WORK REQUEST: For every line in the records below that contains the word "clicks", add one to a count, and report only that count.

DATA IN THIS EXERCISE:
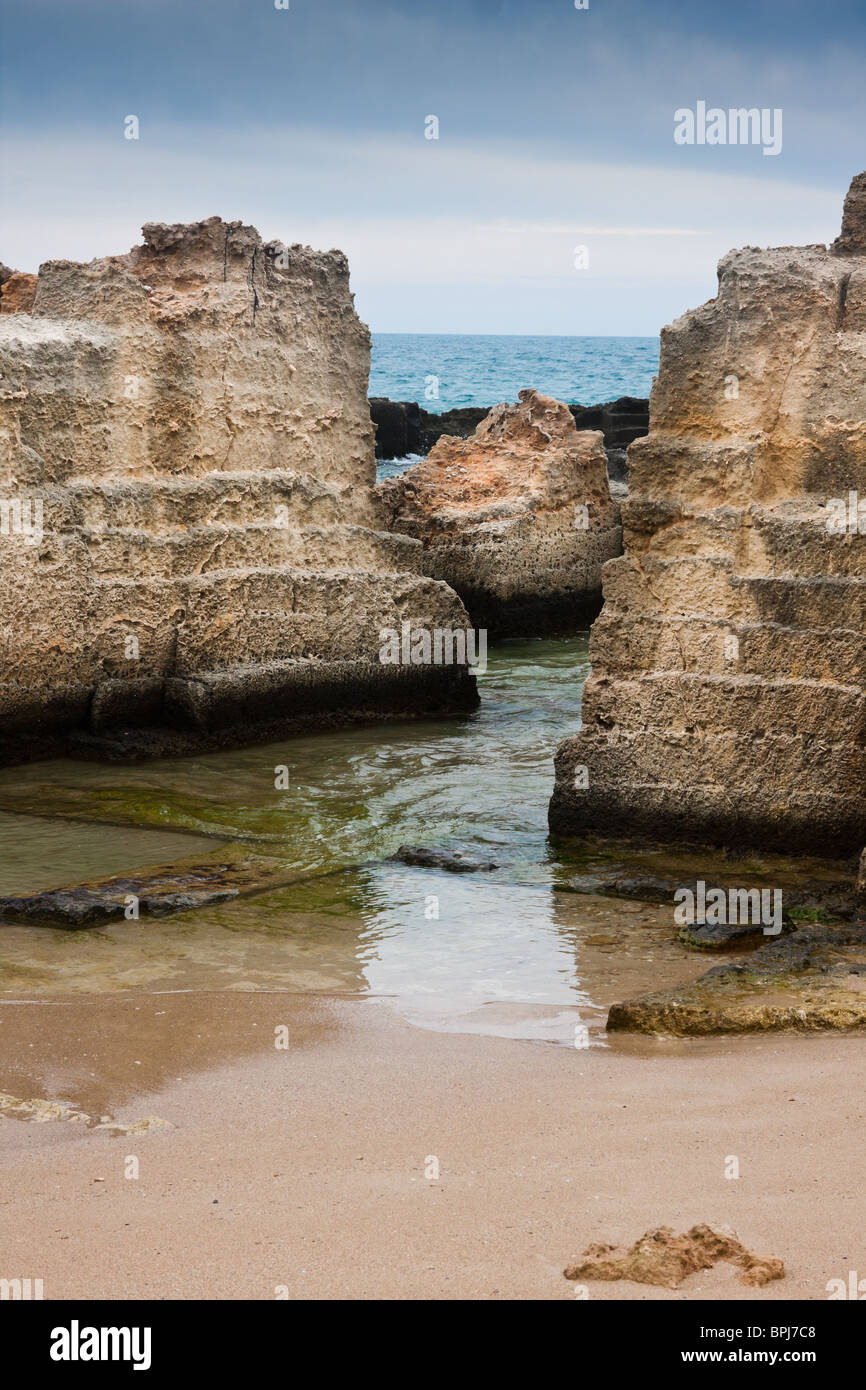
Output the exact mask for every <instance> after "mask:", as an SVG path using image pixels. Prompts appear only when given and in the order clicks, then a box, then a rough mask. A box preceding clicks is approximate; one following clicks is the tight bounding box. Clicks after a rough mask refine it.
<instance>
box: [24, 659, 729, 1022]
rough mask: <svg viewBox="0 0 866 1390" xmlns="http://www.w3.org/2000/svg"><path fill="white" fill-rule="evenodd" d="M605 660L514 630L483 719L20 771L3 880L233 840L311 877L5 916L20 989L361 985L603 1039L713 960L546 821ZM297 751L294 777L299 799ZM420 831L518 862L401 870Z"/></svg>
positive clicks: (456, 1016) (337, 985)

PROBLEM SOLUTION: 2